KUTIPAN

Senin, 09 November 2009

Sabda Bahagia

Pekan Biasa XXXI, 1 November 2009,
Bacaan Ekaristi: Why 7:2-4, 9-14; 1Yoh 3:1-3; Mat 5:1-12a


Membaca Mat 5:1-12a, saya membayangkan Yesus yang duduk di bukit terlihat kecil dan saya yang memandang dari kejauhan. Di sekitar saya, para murid dan orang (sangat) banyak berkerumum. Kami semua asyik menyimak pengajaran Tuhan. Tetapi juga terbayang sikap skeptis beberapa orang. Di antara mereka ini adalah para ahli kitab Taurat dan pemuka agama. Bagi mereka, pengajaran Yesus tak ubahnya gangguan. Yesus dianggap mengganggu kekhusukan umat Yahudi karena ajaranNya dipandang nyeleneh. Yesus memang secara terang-terangan menyerang keberadaan mereka (bdk Mat 5:17-48). Padahal mereka ini kelompok yang sangat elit di kalangan orang Yahudi. Tidak hanya memiliki engaruh kuat, mereka juga memiliki banyak pengikut fanatik. Jangankan gentar, Yesus malah dengan gagah lantang dan terbuka menghujat mereka.

DATA TERCATAT

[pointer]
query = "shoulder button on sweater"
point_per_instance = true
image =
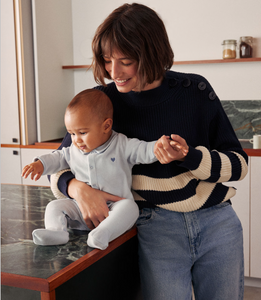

DAFTAR TUGAS
• a. Jawablah pertanyaan berikut berdasarkan kutipan tentang Sabda Bahagia, masing-masing pada satu baris.
(i) Bacaan Injil apa yang dicantumkan untuk Ekaristi pada Pekan Biasa XXXI?
(ii) Di mana Yesus duduk menurut bayangan penulis?
(iii) Siapa saja yang disebut berada di antara orang-orang yang bersikap skeptis?
• b. Salinlah bagian kutipan tentang Sabda Bahagia mulai dari "Pekan Biasa XXXI, 1" sampai dengan "terbuka menghujat mereka.", termasuk kata-kata terakhir itu.

KUNCI JAWABAN
• a.
(i) Mat 5:1-12a
(ii) Di bukit
(iii) Para ahli kitab Taurat dan pemuka agama

• b.
Pekan Biasa XXXI, 1 November 2009,
Bacaan Ekaristi: Why 7:2-4, 9-14; 1Yoh 3:1-3; Mat 5:1-12a


Membaca Mat 5:1-12a, saya membayangkan Yesus yang duduk di bukit terlihat kecil dan saya yang memandang dari kejauhan. Di sekitar saya, para murid dan orang (sangat) banyak berkerumum. Kami semua asyik menyimak pengajaran Tuhan. Tetapi juga terbayang sikap skeptis beberapa orang. Di antara mereka ini adalah para ahli kitab Taurat dan pemuka agama. Bagi mereka, pengajaran Yesus tak ubahnya gangguan. Yesus dianggap mengganggu kekhusukan umat Yahudi karena ajaranNya dipandang nyeleneh. Yesus memang secara terang-terangan menyerang keberadaan mereka (bdk Mat 5:17-48). Padahal mereka ini kelompok yang sangat elit di kalangan orang Yahudi. Tidak hanya memiliki engaruh kuat, mereka juga memiliki banyak pengikut fanatik. Jangankan gentar, Yesus malah dengan gagah lantang dan terbuka menghujat mereka.